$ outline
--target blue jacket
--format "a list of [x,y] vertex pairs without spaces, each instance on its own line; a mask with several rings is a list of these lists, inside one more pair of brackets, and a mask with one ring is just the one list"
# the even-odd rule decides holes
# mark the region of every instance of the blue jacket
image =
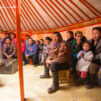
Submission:
[[25,50],[25,55],[34,55],[34,54],[37,54],[37,46],[36,44],[33,44],[32,46],[31,45],[27,45],[26,46],[26,50]]

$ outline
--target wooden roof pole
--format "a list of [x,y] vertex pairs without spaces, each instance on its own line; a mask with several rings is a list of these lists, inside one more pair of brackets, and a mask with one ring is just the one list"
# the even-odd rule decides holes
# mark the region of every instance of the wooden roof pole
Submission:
○ ○ ○ ○ ○ ○ ○
**WHAT IS EXPECTED:** Write out every one of the rows above word for word, leaving out the pictures.

**ANSWER IN FULL:**
$ outline
--target blue jacket
--format "a list of [x,y] vertex pairs without spaces, each instance on its own line; a mask with several rings is a list of these lists, inside one more pair of brackets, and a mask with one ring is just the one list"
# the even-odd rule decides holes
# mark the region of every instance of the blue jacket
image =
Submission:
[[25,50],[25,55],[34,55],[34,54],[37,54],[37,46],[36,44],[33,44],[32,46],[31,45],[27,45],[26,46],[26,50]]

$ outline
--target wooden roof pole
--format "a list of [x,y] vertex pairs without spaces, each instance on its own line; a mask with several rings is a list of these lists, inside one more pair of brackets, and a mask with one ring is just the one list"
# the even-odd rule decides holes
# mark the region of every instance of the wooden roof pole
Submission:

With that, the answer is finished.